— START OF Selection —
In her book Des littératures-mondes en français: écritures singulières, poétiques transfrontalières dans la prose contemporaine, Oana Panaïté explores the notion of the “transfrontier” through a range of contemporary works of prose. Whether within the “real-world” dimension of the nation-state or the “imaginary” realm of memory, identity construction, and literary creation, Panaïté’s inquiry demonstrates the essentially porous nature of borders, better understood as “interfaces” (74). She maintains that each author and text examined occupies one or several “in-between” states (in terms of nationality, social status, genre, narrative voice and form) that allow for particular “reworkings” of political, historical, and cultural divides (26). Panaïté thus approaches her corpus through a decidedly “global” methodology, her work convincingly assembling disparate literary practices through the overarching framework of contemporary negotiations of self, world, and text.
— END OF Selection —
— START OF Material —
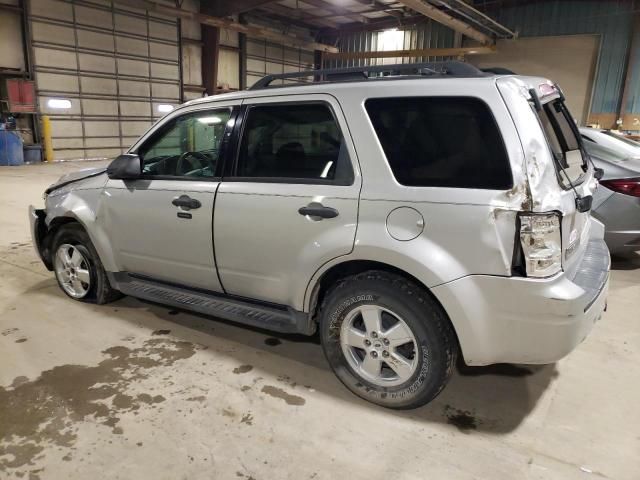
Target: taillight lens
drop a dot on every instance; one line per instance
— END OF Material —
(Required work): Please list every word or phrase set in quotation marks in the passage on Panaïté's book. You won't need the listing for this.

(Written response):
transfrontier
real-world
imaginary
interfaces
in-between
reworkings
global